Scheinbar ahn­ten Economie-Suisse-Bigler, Bundesrat Maurer und deren Kollegen bereits im Vorfeld, dass die Abstimmung schief­ge­hen könn­te. Dabei wird vor allem der Ex-Bundesrätin Eveline Widmer-Schlumpf der Vorwurf gemacht, mit ihrer fach­li­chen Meinungsäusserung die Vorlage zum Stolpern gebracht zu haben. Dabei ver­kün­de­te sie ja nur, was offen­sicht­lich pas­siert war: Ausgleichende Massnahmen sei­en aus der Vorlage ent­fernt wor­den, die Belastung der Gemeinden wer­de erheb­lich anstei­gen.

Der Rest ist bekannt. Und Ihnen sowie­so. Denn die Chance, dass Sie Nein gestimmt haben, obwohl Sie sich als soli­der bür­ger­li­cher Wähler ver­or­ten (Sozis muss man hier ja nicht erst anspre­chen), ist erheb­lich. Ebenso, dass Sie sich in einer unbe­que­men Situation wie­der­fan­den. Einerseits ver­spra­chen jene Parteien, die Ihnen sonst aus dem Herzen (oder min­de­stens dem Verstand) spre­chen, dass alles nicht nur gut, son­dern bes­ser wer­de, und ande­rer­seits sag­ten Vertreter der­sel­ben Parteien, die räum­lich wesent­lich näher bei Ihnen poli­ti­sie­ren, dass hier ein Desaster in der Mache sei. Sie taten das, was nor­ma­le Menschen machen: Sie ver­trau­ten in einer ambi­va­len­ten Situation jener Person, die Ihnen näher­steht, jener Person, die eher das Schicksal mit Ihnen teilt.

VORLIEGENDES MATERIAL:
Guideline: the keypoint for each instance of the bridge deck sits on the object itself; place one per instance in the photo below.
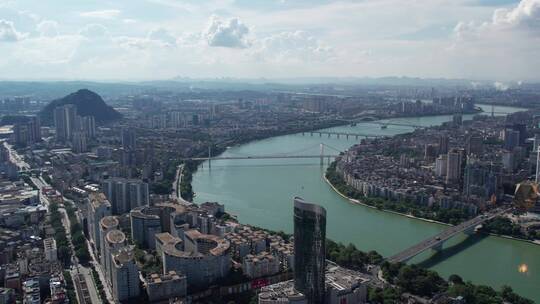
(263, 157)
(442, 237)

KURZE AUFGABE 1:
Beantworte anhand des Auszugs:
(a) Welcher Person wird vorgeworfen, die Vorlage zum Stolpern gebracht zu haben?
(b) Was wurde laut dieser Person aus der Vorlage entfernt?
(c) Wem vertrauten die Menschen laut dem Auszug in der ambivalenten Situation?
KURZE AUFGABE 2:
Gib einen Teil des Auszugs wortgetreu wieder: Setze bei den Worten „Der Rest ist“ ein und höre nach „mit Ihnen teilt.“ auf.

ERGEBNIS 1:
(a) Der Ex-Bundesrätin Eveline Widmer-Schlumpf.
(b) Ausgleichende Massnahmen.
(c) Jener Person, die ihnen nähersteht und eher das Schicksal mit ihnen teilt.

ERGEBNIS 2:
Der Rest ist bekannt. Und Ihnen sowie­so. Denn die Chance, dass Sie Nein gestimmt haben, obwohl Sie sich als soli­der bür­ger­li­cher Wähler ver­or­ten (Sozis muss man hier ja nicht erst anspre­chen), ist erheb­lich. Ebenso, dass Sie sich in einer unbe­que­men Situation wie­der­fan­den. Einerseits ver­spra­chen jene Parteien, die Ihnen sonst aus dem Herzen (oder min­de­stens dem Verstand) spre­chen, dass alles nicht nur gut, son­dern bes­ser wer­de, und ande­rer­seits sag­ten Vertreter der­sel­ben Parteien, die räum­lich wesent­lich näher bei Ihnen poli­ti­sie­ren, dass hier ein Desaster in der Mache sei. Sie taten das, was nor­ma­le Menschen machen: Sie ver­trau­ten in einer ambi­va­len­ten Situation jener Person, die Ihnen näher­steht, jener Person, die eher das Schicksal mit Ihnen teilt.